▶ THE PROBLEM
Leave out the pictures and copy everything else in the entries exactly.

━━ RECORDS ━━

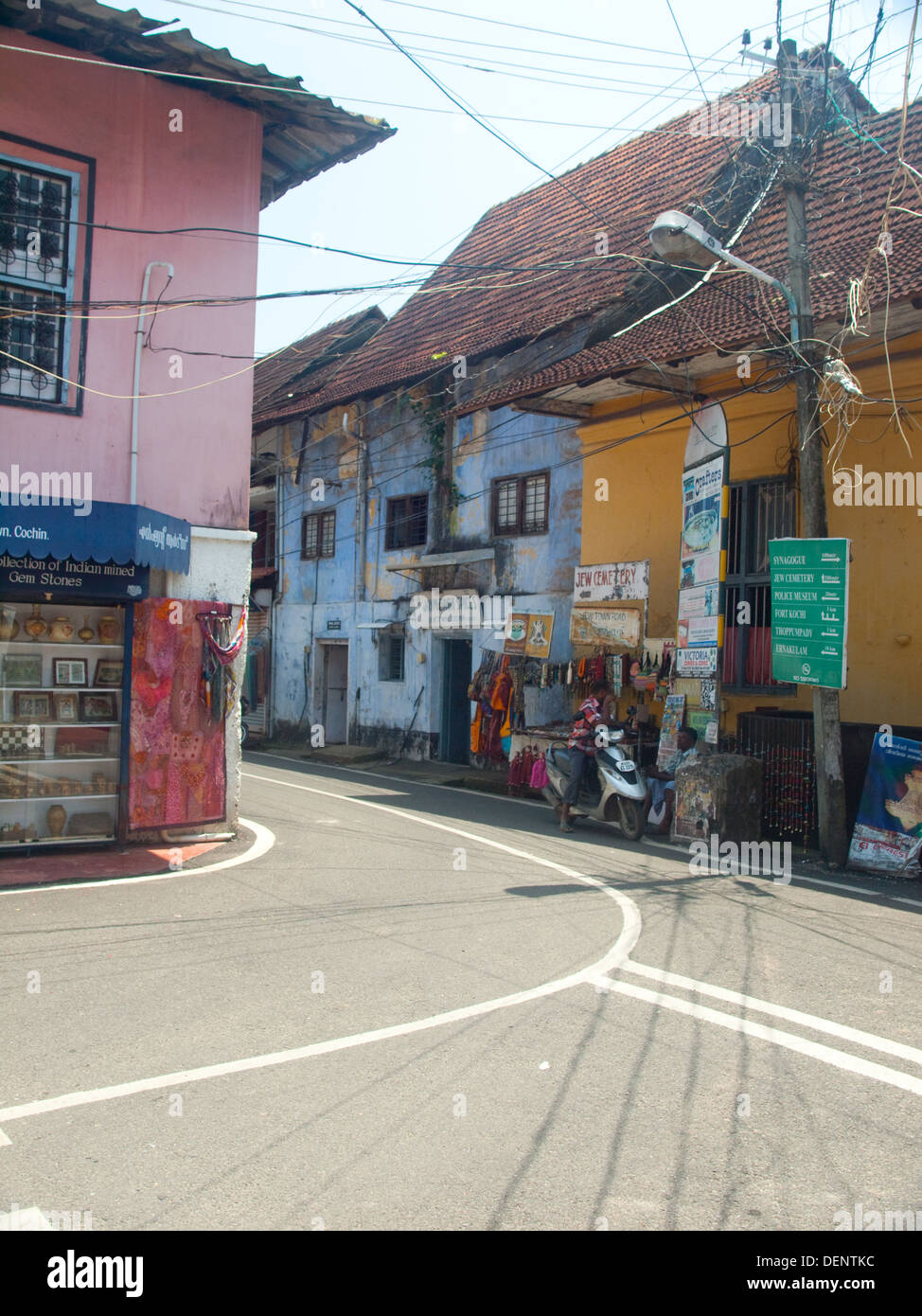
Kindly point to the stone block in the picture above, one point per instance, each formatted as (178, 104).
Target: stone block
(718, 793)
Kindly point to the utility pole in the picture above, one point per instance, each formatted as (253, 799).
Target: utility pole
(794, 87)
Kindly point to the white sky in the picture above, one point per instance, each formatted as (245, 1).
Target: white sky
(417, 194)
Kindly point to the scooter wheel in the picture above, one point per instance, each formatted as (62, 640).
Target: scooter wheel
(630, 816)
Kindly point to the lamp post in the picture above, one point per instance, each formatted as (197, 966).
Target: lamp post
(682, 240)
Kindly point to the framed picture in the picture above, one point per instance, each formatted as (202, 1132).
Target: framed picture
(32, 705)
(66, 708)
(23, 670)
(70, 671)
(21, 742)
(81, 742)
(98, 708)
(108, 671)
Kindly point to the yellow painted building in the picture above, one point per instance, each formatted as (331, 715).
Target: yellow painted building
(638, 515)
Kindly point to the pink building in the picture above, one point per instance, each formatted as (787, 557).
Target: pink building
(125, 404)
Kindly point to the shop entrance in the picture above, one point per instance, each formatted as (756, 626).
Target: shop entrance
(336, 691)
(454, 739)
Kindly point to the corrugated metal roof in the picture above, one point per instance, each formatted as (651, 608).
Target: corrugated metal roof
(303, 134)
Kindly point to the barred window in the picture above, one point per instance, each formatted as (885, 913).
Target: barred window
(407, 522)
(36, 280)
(759, 511)
(520, 505)
(391, 657)
(318, 535)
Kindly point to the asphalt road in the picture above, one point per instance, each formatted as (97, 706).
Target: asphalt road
(266, 1045)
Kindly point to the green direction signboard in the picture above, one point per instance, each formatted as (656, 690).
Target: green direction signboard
(809, 611)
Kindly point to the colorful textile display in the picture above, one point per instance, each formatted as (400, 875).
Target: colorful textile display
(176, 765)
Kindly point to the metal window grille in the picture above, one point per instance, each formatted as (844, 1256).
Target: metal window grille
(784, 745)
(36, 258)
(318, 535)
(520, 505)
(506, 506)
(407, 522)
(534, 511)
(759, 511)
(391, 658)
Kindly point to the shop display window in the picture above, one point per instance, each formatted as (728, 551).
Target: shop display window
(61, 711)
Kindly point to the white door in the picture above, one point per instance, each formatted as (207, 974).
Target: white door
(336, 691)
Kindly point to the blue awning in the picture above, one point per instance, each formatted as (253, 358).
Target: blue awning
(94, 532)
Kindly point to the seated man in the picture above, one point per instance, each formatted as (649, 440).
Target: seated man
(663, 780)
(594, 711)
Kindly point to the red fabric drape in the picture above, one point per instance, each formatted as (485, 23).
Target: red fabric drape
(176, 762)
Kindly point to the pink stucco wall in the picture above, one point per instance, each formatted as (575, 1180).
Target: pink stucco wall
(195, 441)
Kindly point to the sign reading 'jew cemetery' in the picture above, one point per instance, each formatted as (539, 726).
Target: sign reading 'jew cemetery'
(809, 611)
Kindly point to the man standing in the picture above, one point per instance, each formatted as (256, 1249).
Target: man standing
(594, 712)
(665, 779)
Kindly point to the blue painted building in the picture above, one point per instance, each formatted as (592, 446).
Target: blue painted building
(371, 516)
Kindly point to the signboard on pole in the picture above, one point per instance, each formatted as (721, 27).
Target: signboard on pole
(702, 565)
(809, 611)
(612, 580)
(601, 627)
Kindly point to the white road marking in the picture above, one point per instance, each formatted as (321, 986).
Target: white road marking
(678, 853)
(764, 1007)
(612, 960)
(264, 841)
(27, 1220)
(817, 1050)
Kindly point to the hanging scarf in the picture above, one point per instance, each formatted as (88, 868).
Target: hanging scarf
(225, 653)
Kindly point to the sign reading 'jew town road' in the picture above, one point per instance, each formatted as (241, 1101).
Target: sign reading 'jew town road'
(809, 611)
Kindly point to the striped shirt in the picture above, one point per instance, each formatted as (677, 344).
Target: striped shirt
(584, 728)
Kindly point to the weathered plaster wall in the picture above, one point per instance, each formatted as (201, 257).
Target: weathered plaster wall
(536, 571)
(193, 431)
(642, 520)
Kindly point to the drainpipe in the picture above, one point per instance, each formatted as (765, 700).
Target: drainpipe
(135, 390)
(361, 505)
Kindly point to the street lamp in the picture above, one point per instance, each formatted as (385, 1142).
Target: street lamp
(681, 240)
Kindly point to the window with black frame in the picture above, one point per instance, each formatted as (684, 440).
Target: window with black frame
(520, 505)
(407, 522)
(759, 511)
(391, 657)
(36, 280)
(318, 535)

━━━

▶ TASK RESPONSE
Kindly point to the stone block in the picture above, one point per instance, each formatted as (178, 104).
Target: stone block
(718, 793)
Kindly point to the utility pole in the picture above, one point per instance, each formatted as (253, 799).
Target: utility pole
(794, 87)
Kindly point to the white sky in the picture above, one point per instance, each formatted as (245, 1).
Target: white sky
(417, 194)
Kindly point to the scooter wheel in the picture above, one point per instance, each formatted as (62, 640).
Target: scooter wheel
(630, 816)
Kindly point to the lamp post in the picture above, one point per instance, each formatted as (197, 966).
Target: lamp post
(682, 240)
Kindly point to the framed picture in the picture above, one point per instance, each formatted as (202, 1132).
Target: framed picture
(32, 705)
(66, 708)
(23, 670)
(70, 671)
(21, 742)
(81, 742)
(98, 708)
(108, 671)
Kindly point to the yellow painted building in the picture above, one point per instance, each formatted as (331, 715).
Target: yellow painted building
(638, 515)
Kindly point to the pink building in the picture above, one point per instance, each formatted as (787, 557).
Target: pink building
(125, 404)
Kindly point to the shop entrance in the picture above, one point per instance, each formatted as (756, 626).
Target: shop entrance
(336, 691)
(454, 739)
Kindly point to the corrugated metal roof in the picture above, one point per instance, each formatted as (651, 608).
Target: corrugated metal roof
(303, 134)
Kindly point to the barred window in the picture above, one point per instance, each formatted as (885, 913).
Target: barred window
(407, 522)
(36, 280)
(759, 511)
(520, 505)
(391, 657)
(318, 535)
Kindly point to the asphalt road in the picture above, one point per instance, each formatted as (97, 706).
Target: asphalt road
(266, 1045)
Kindly point to the green direction signboard in the picture above, one point per instance, each formatted as (656, 690).
Target: green direction signboard
(809, 611)
Kindly point to the colorful textile display in the picture above, one point per instance, each formatted as (400, 875).
Target: colorful textile display
(176, 765)
Kindly point to the metal window grille in the picture above, one point per instance, each formatted as (844, 1256).
Target: metal window grille
(784, 745)
(36, 258)
(318, 535)
(520, 505)
(506, 506)
(407, 522)
(534, 511)
(759, 511)
(391, 658)
Kindly point to the shop display window in the picture above, one point per instance, each formatted as (728, 551).
Target: shop display window
(61, 711)
Kindly point to the white door in the picture above, one point per instance, each formatted as (207, 974).
Target: white door
(336, 691)
Kindly point to the blue awning in the picture above, one point per instance, each formatted as (253, 358).
Target: blue awning
(94, 532)
Kindly point to the seated man in the picture above, one point per instance, each formatted as (649, 440).
Target: seated man
(663, 780)
(594, 711)
Kindly point to the red fabric drape in the picture above, one point per instance, each formatted as (485, 23).
Target: red fabric drape
(176, 762)
Kindly point to the pink stucco wall in the picture above, one point per instance, each formatted as (575, 1180).
Target: pink stucco wall
(195, 441)
Kindly point to the sign reading 'jew cemetery' in the picture above, one point per instance, each formatted as (539, 726).
Target: sign reading 'jew cemetery'
(809, 611)
Kindly point to the man standing in the picture above, one point per instance, each formatted as (256, 1249).
Target: man standing
(594, 712)
(665, 779)
Kindly point to the blue painted building in the picture above, one point per instance, each formatted as (592, 446).
Target: blue painted building
(371, 516)
Kindly point to the signboard on pole in the picture above, one point per instance, each formatted as (721, 27).
Target: signboard on pole
(702, 565)
(809, 611)
(612, 580)
(601, 627)
Kindly point to the white road marking in the picture above, one point per instance, each formatted as (321, 986).
Target: white road marking
(678, 853)
(764, 1007)
(612, 960)
(264, 841)
(27, 1220)
(817, 1050)
Kindly point to the hanging scarf in the picture above, one point per instance, each formatted as (88, 868).
Target: hanging scarf
(225, 653)
Kindly point to the sign reading 'jew town road' in the picture above, one point per instance, each formatted as (241, 1101).
Target: sign reading 'jew town road'
(809, 611)
Kindly point to the striped shirt in the picture above, one point per instance, each formatted as (677, 344).
Target: striped shirt
(584, 728)
Kindly point to the weathered plaster wall in the picture above, one point per instance, each formatted as (201, 257).
Target: weathered plaster wall
(536, 571)
(193, 431)
(642, 520)
Kindly point to the drainpipe in the picture above, one point per instance, each formatted as (765, 700).
Target: drainpipe
(135, 390)
(361, 505)
Kindly point to the street lamp in the picture above, one point per instance, each formatted as (385, 1142).
Target: street lamp
(681, 240)
Kindly point to the window with black frame in the picture above, one point per instance, each formatted as (684, 440).
Target: window with black frame
(520, 505)
(407, 522)
(759, 511)
(391, 657)
(36, 280)
(318, 535)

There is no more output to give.